— start —
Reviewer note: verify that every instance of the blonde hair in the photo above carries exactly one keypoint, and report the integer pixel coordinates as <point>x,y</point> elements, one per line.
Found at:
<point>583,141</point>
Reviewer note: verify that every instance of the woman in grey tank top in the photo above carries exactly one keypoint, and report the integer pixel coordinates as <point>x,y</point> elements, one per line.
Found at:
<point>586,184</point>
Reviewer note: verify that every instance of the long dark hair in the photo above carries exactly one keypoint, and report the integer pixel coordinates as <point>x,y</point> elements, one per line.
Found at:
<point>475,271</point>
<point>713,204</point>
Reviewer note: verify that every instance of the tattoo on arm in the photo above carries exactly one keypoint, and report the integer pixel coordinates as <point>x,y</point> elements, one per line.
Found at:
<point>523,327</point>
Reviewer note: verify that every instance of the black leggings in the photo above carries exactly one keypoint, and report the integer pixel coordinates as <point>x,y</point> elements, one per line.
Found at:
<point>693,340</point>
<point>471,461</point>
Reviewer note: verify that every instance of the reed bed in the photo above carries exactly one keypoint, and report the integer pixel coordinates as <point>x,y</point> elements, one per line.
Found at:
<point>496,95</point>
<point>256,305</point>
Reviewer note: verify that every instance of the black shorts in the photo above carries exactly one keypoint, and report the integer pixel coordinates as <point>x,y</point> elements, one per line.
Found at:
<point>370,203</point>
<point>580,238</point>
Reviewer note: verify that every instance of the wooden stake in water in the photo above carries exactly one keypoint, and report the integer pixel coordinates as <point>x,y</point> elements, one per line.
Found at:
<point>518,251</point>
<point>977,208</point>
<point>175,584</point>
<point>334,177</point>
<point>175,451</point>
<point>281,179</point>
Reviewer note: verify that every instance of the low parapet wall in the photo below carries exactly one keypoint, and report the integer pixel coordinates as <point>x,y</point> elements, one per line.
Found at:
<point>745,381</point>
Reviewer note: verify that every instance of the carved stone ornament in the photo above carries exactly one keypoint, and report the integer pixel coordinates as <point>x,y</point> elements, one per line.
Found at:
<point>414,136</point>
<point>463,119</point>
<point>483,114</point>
— end —
■ Exercise objective:
Copy out all of the records above word for word, with nothing added, dropped, or changed.

■ Result of this exercise:
Reviewer note: verify that every instance of the blonde hair in the photo above carries exactly one keypoint, and report the integer pixel coordinates as <point>x,y</point> elements, one per line.
Found at:
<point>583,141</point>
Reviewer note: verify that every instance of the woman in grey tank top in the photo above carries exactly one keypoint, and report the integer pixel coordinates as <point>x,y</point> elements, one per line.
Found at:
<point>586,184</point>
Reviewer note: verify that every instance of the long dark hair in the photo above carries exactly one keypoint, and report the integer pixel coordinates as <point>x,y</point> elements, one per line.
Found at:
<point>475,271</point>
<point>713,204</point>
Reviewer note: verify that every instance of the tattoo on arm in the photo above carries exactly one keypoint, and report the integer pixel coordinates as <point>x,y</point> elements, one per line.
Found at:
<point>523,327</point>
Reviewer note: verify that every instance of the black leggings in the photo above carries exactly one keypoint, and report the integer pixel coordinates as <point>x,y</point> elements, one per line.
Found at:
<point>693,340</point>
<point>471,461</point>
Reviewer note: verify that every instance of the reed bed in the photo above carries exactly one keypoint, and report the integer pixel coordinates as <point>x,y</point> elements, one per line.
Found at:
<point>496,95</point>
<point>256,305</point>
Reviewer note: verify that every instance of the black shorts in the photo above carries exactly one keypoint, and report the integer pixel coordinates as <point>x,y</point> elements, one per line.
Found at:
<point>370,203</point>
<point>580,238</point>
Reviewer note: verify that every instance of the wooden stake in water in the photo above carries exactly one keypoint, and report the integer pixel coordinates as <point>x,y</point> elements, one per line.
Found at:
<point>518,251</point>
<point>977,208</point>
<point>175,584</point>
<point>334,177</point>
<point>175,451</point>
<point>281,179</point>
Reviewer note: verify that every instance of the low parapet wall in the photo below carries exactly one keypoint, and report the integer pixel coordinates as <point>x,y</point> elements, one per line.
Found at:
<point>745,381</point>
Reviewer note: verify that every instance of the carved stone ornament in the photo above carries exactly one keypoint, and report the integer pixel coordinates as <point>x,y</point> elements, one per line.
Found at:
<point>414,136</point>
<point>463,119</point>
<point>483,114</point>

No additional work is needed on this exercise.